__What is expected__: Put the lines from the one containing "Is there any light" up to and including the one containing "0, 0, 512, 512" into a Markdown table with two columns, Row and Line text, numbering each row and leaving out any blank lines.

__Given data__:

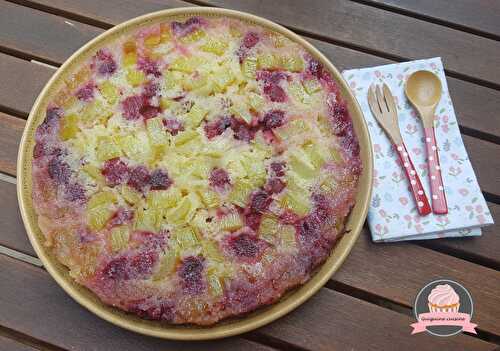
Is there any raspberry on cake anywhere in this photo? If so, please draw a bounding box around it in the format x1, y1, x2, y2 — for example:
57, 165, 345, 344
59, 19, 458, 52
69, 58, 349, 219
32, 17, 362, 325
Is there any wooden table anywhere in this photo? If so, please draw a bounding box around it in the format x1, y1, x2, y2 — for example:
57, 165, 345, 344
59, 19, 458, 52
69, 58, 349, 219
0, 0, 500, 351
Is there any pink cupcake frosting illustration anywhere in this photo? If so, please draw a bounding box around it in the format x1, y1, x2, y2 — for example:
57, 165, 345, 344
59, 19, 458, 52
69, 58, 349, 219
427, 284, 460, 312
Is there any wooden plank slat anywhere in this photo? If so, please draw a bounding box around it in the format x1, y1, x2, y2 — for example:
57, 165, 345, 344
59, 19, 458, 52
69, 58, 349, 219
462, 135, 500, 195
0, 255, 495, 351
0, 335, 36, 351
0, 53, 55, 116
358, 0, 500, 39
194, 0, 500, 87
0, 1, 103, 65
0, 112, 25, 175
425, 203, 500, 269
333, 230, 500, 335
0, 6, 500, 141
0, 177, 500, 335
14, 0, 195, 28
0, 255, 276, 351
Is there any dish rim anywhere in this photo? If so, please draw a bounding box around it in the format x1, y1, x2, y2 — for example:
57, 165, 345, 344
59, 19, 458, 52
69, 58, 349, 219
17, 7, 373, 340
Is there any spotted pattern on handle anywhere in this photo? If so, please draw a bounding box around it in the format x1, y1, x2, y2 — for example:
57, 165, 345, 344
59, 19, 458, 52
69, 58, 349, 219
396, 143, 432, 216
425, 127, 448, 214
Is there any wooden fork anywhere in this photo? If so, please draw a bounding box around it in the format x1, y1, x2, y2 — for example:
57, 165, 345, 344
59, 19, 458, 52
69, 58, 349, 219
368, 83, 431, 216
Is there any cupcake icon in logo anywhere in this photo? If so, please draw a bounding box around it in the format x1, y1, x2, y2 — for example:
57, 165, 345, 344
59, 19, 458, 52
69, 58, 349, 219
411, 279, 477, 336
427, 284, 460, 313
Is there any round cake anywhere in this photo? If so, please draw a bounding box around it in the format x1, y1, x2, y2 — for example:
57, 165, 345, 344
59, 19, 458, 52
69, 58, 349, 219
32, 17, 362, 325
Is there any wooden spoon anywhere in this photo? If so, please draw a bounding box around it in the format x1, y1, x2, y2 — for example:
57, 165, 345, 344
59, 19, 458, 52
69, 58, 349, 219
405, 71, 448, 214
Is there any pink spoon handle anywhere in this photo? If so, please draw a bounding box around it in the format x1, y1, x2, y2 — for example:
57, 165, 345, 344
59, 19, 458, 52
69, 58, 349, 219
396, 143, 431, 216
425, 127, 448, 214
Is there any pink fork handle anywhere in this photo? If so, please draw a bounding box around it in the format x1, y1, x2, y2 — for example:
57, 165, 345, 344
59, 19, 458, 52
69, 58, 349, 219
424, 127, 448, 214
396, 143, 431, 216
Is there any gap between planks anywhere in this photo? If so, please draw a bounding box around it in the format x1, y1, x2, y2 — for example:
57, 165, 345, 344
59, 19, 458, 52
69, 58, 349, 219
0, 325, 66, 351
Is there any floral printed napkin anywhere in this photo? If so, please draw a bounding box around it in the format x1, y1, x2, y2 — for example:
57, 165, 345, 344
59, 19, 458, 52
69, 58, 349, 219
342, 57, 493, 242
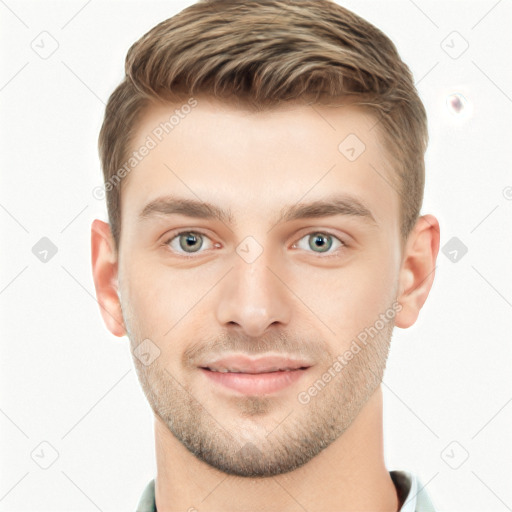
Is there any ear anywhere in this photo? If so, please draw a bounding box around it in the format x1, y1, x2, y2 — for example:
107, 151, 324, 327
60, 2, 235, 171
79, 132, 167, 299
395, 215, 439, 329
91, 219, 126, 336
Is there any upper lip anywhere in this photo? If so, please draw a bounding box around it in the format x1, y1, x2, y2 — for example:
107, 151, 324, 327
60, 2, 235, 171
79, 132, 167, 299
201, 355, 311, 373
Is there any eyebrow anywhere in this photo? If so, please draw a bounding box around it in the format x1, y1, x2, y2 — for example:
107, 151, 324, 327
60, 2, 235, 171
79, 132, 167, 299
139, 194, 378, 225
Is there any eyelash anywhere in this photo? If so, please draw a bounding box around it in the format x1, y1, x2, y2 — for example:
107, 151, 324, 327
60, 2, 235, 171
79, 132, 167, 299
162, 230, 348, 259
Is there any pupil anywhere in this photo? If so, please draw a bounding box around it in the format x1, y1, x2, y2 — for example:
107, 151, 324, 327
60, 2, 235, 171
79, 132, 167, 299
180, 233, 201, 250
311, 234, 332, 252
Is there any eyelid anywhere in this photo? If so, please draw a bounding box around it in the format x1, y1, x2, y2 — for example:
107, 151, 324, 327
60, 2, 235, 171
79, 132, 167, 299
162, 228, 349, 259
292, 229, 349, 259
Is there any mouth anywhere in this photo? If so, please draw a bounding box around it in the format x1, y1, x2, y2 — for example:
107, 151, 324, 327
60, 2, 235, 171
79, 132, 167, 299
199, 356, 312, 395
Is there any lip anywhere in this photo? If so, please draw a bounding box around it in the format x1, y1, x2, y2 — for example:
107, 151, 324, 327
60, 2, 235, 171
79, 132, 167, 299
199, 355, 312, 374
200, 368, 308, 395
199, 355, 313, 395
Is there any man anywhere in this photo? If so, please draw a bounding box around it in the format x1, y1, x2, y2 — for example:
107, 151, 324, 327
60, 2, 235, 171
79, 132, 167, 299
92, 0, 439, 512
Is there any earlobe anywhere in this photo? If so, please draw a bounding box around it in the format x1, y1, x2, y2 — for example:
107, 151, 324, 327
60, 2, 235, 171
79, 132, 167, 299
91, 219, 126, 336
395, 215, 439, 329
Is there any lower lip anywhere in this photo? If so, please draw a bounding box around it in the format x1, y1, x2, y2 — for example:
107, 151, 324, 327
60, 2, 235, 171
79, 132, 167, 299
201, 368, 307, 395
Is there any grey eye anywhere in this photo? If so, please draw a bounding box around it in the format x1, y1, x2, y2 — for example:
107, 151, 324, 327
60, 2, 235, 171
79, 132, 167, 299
294, 231, 345, 254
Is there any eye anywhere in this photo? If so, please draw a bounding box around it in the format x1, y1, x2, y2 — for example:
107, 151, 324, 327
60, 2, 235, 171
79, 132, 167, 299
163, 231, 214, 255
292, 231, 346, 256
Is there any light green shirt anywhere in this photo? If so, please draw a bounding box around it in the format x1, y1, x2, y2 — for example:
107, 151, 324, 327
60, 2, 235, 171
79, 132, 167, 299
136, 471, 436, 512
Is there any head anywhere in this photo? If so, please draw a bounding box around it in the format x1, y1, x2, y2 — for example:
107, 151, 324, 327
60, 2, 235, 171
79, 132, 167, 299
92, 0, 439, 476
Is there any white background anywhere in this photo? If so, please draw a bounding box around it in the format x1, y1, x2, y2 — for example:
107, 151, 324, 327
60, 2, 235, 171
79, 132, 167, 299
0, 0, 512, 512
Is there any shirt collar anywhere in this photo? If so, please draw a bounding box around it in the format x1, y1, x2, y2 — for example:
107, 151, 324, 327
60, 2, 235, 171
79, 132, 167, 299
136, 470, 436, 512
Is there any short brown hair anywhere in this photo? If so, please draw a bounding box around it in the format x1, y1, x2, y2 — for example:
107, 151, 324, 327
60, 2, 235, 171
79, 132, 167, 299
98, 0, 428, 248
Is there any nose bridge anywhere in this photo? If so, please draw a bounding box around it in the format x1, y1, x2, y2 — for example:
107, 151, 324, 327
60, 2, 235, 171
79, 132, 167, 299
217, 240, 291, 336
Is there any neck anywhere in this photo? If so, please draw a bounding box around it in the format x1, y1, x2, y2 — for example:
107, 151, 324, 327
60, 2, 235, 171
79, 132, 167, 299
155, 387, 399, 512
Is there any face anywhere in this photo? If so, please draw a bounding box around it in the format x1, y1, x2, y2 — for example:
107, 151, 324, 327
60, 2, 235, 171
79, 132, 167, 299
118, 97, 401, 477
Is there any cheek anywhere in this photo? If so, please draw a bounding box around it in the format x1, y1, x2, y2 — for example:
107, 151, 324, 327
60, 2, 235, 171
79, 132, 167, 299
302, 251, 397, 342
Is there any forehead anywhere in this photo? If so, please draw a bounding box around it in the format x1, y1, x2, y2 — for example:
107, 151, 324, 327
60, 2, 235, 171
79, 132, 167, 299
121, 97, 399, 231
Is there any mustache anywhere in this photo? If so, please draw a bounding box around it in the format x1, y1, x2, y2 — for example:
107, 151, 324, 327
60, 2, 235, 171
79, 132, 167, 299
182, 333, 333, 367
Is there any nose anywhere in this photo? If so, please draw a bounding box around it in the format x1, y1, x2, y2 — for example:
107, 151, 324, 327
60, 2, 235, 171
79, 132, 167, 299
216, 246, 293, 337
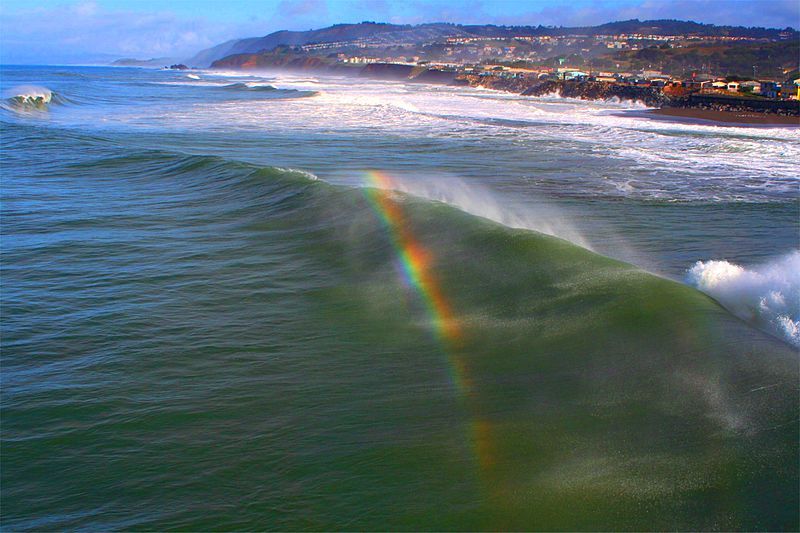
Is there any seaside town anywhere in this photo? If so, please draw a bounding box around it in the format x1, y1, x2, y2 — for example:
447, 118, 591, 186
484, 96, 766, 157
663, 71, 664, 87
324, 32, 800, 100
181, 19, 800, 116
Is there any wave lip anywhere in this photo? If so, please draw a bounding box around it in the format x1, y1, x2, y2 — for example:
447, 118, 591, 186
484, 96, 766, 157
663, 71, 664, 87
3, 85, 53, 109
687, 250, 800, 347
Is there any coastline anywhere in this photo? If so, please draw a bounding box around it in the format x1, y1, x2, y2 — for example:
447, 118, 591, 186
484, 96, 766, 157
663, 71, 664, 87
616, 107, 800, 128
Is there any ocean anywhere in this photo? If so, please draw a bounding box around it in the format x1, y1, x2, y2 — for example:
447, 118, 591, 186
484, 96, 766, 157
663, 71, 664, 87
0, 66, 800, 530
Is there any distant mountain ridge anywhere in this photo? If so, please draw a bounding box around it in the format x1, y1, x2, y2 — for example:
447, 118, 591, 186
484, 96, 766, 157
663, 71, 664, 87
184, 19, 799, 68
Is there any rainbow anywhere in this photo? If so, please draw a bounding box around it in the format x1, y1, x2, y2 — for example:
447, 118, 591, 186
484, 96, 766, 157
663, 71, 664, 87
365, 171, 469, 384
364, 171, 494, 470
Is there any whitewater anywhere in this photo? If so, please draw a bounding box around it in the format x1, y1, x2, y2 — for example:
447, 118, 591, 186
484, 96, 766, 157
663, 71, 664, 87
0, 67, 800, 530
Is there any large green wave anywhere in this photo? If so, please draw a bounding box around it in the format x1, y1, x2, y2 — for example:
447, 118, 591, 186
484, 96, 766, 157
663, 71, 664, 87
2, 128, 800, 530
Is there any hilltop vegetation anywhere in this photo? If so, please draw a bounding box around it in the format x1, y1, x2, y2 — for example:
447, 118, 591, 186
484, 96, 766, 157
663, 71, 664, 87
611, 41, 798, 79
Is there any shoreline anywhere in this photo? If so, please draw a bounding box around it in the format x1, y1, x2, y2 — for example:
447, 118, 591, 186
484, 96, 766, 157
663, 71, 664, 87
628, 107, 800, 128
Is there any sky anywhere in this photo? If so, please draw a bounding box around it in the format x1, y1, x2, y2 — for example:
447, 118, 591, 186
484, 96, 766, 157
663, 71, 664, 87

__Exercise result__:
| Row | Line text |
|---|---|
| 1 | Is there any light green shirt anywhere in this photo? If so, please draw a bounding box around it in the format x1, y1, x2, y2 — for example: |
| 2 | 107, 151, 324, 327 |
| 3 | 60, 2, 235, 171 |
| 4 | 79, 132, 167, 299 |
| 5 | 136, 471, 436, 512 |
| 6 | Is there any head anywhere in this photo? If so, please draw a bounding box around it in the format x1, y1, x2, y2 — for example: |
| 7 | 107, 151, 324, 327 |
| 8 | 60, 2, 235, 171 |
| 9 | 79, 132, 167, 299 |
| 10 | 92, 0, 439, 476 |
| 11 | Is there any white background anywhere in this photo? If so, please draw a bounding box around it in the format x1, y1, x2, y2 — for example: |
| 12 | 107, 151, 324, 327 |
| 13 | 60, 2, 235, 171 |
| 14 | 79, 132, 167, 299 |
| 15 | 0, 0, 512, 512 |